───── Records shown
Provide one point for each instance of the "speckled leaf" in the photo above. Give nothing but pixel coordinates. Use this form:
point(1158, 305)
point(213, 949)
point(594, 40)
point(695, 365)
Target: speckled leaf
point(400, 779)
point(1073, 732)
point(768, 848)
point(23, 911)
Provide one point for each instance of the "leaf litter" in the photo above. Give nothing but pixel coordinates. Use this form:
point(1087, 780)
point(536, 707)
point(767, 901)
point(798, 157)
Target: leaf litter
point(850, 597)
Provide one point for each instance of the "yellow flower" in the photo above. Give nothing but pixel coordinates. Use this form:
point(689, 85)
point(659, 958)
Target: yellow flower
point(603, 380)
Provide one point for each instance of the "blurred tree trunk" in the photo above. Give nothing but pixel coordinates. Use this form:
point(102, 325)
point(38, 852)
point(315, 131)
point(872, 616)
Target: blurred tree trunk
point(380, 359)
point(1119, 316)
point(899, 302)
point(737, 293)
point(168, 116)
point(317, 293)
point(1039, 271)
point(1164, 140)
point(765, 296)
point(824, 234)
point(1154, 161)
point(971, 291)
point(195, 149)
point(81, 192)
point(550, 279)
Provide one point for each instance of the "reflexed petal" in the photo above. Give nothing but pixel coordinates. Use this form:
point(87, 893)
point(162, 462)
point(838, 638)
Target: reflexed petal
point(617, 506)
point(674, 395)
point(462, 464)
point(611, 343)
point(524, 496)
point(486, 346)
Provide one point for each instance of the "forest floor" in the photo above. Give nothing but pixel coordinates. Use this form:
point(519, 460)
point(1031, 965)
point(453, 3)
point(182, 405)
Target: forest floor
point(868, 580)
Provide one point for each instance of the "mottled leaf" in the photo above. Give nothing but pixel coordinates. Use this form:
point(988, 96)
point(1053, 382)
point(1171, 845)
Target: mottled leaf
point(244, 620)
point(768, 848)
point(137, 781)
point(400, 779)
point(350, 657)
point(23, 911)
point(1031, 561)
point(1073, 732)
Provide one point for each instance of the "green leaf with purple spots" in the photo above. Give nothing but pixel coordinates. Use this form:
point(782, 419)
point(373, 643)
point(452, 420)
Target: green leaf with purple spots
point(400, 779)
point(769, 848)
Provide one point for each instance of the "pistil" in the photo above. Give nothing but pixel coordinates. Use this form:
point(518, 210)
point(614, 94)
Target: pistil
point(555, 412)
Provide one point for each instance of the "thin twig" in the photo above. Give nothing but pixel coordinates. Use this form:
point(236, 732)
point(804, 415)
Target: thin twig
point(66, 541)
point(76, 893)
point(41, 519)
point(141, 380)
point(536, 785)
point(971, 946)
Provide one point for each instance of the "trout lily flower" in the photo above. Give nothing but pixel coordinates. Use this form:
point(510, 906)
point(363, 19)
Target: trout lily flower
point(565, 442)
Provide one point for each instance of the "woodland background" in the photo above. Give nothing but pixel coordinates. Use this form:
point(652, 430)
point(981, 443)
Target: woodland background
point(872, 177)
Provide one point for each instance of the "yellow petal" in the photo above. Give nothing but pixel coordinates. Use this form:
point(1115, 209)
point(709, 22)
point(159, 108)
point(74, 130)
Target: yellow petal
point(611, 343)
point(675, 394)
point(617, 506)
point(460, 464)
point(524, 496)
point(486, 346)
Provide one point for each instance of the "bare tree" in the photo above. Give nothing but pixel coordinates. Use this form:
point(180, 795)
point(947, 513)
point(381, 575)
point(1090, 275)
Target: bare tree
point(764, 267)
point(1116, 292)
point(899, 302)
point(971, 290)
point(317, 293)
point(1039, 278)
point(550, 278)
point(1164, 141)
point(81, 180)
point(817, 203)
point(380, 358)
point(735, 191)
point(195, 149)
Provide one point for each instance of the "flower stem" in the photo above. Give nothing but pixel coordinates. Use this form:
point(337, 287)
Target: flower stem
──────────
Stated exercise:
Can you swap every "pixel coordinates" in the items above for "image coordinates" and give all the lines again, with nothing else changed?

Expected answer:
Provide one point for each instance of the "speckled leaf" in the photo above. Give nothing but image coordinates. Use this form:
point(1158, 305)
point(213, 949)
point(594, 40)
point(695, 365)
Target: speckled leaf
point(400, 779)
point(1073, 732)
point(768, 848)
point(23, 911)
Provide one point for each instance of the "leaf litter" in the photo above. Give nothing but image coordinates. Use this form:
point(1087, 780)
point(536, 707)
point(767, 901)
point(798, 157)
Target: leaf litter
point(850, 597)
Provide one point for each instance of the "yellow flower" in the photo above. Give nothing but image coordinates. Use this form:
point(689, 85)
point(659, 958)
Target: yellow flower
point(603, 380)
Provide one point for each instance of the "blurred tree trunk" in the photo above. Give nothing but image coordinates. Use this form:
point(102, 325)
point(38, 852)
point(315, 131)
point(872, 616)
Target: blurred tree trunk
point(380, 359)
point(1119, 316)
point(899, 302)
point(737, 293)
point(168, 116)
point(317, 293)
point(1039, 271)
point(1164, 140)
point(765, 296)
point(824, 234)
point(1154, 161)
point(971, 291)
point(195, 149)
point(81, 192)
point(550, 279)
Provide one point for each instance of the "reflexed petal" in the photo above. Give nothing but image coordinates. Use this form:
point(87, 893)
point(162, 462)
point(838, 638)
Target: reflexed petal
point(617, 506)
point(674, 395)
point(462, 464)
point(611, 343)
point(524, 496)
point(486, 346)
Provide one point for each instance of the "forest floor" in the photo above. Give nothing but image coordinates. Use this form:
point(519, 460)
point(1031, 965)
point(453, 3)
point(182, 405)
Target: forest floor
point(868, 580)
Provide one point for each instance of the "mottled leaf" in the photo above. Give nothing but image coordinates. Use this form:
point(988, 96)
point(1053, 382)
point(1171, 845)
Target: mottled leaf
point(244, 620)
point(768, 848)
point(137, 781)
point(400, 779)
point(350, 657)
point(23, 911)
point(1031, 561)
point(1073, 732)
Provide one point for each instance of the "green leaf with purple spots" in the photo above. Give nothing but image coordinates. Use this form:
point(782, 419)
point(373, 643)
point(452, 420)
Target: green leaf with purple spots
point(400, 779)
point(769, 848)
Provide one point for each instance of the "pistil" in the photo above. Give nothing but image coordinates. Use this form:
point(518, 210)
point(614, 94)
Target: pistil
point(555, 412)
Provide one point for each instance of the "thin twig" in the photo above. Give nothing but image coordinates. Use this form:
point(236, 732)
point(804, 415)
Target: thin twig
point(66, 541)
point(76, 893)
point(41, 519)
point(141, 380)
point(536, 785)
point(971, 946)
Provide one point for each instance of the "trout lily flower" in the photo above. Give nothing but image coordinates. Use this form:
point(510, 906)
point(363, 19)
Target: trout lily flower
point(565, 442)
Provide one point for each instance of the "woodland background" in the photo above. Give nothing but image coordinates. Use this form:
point(652, 430)
point(981, 443)
Target: woodland background
point(872, 177)
Provide one point for each instance of the "yellow petal" in the photo above. Give nothing but image coordinates. Use this form:
point(1115, 209)
point(709, 22)
point(159, 108)
point(74, 130)
Target: yellow petal
point(611, 343)
point(675, 394)
point(617, 506)
point(460, 464)
point(524, 496)
point(486, 346)
Provide one point for each instance of the "bare tree" in the photo above. Give nothing but image coordinates. Use this form:
point(180, 795)
point(947, 513)
point(381, 575)
point(1090, 275)
Target: bare tree
point(764, 267)
point(1116, 292)
point(899, 302)
point(971, 290)
point(317, 293)
point(1039, 278)
point(550, 278)
point(1164, 141)
point(81, 180)
point(817, 203)
point(380, 358)
point(735, 191)
point(195, 149)
Provide one point for each instance of the "flower stem" in the photo above. Give nothing but image coordinates. Use this form:
point(337, 287)
Target: flower stem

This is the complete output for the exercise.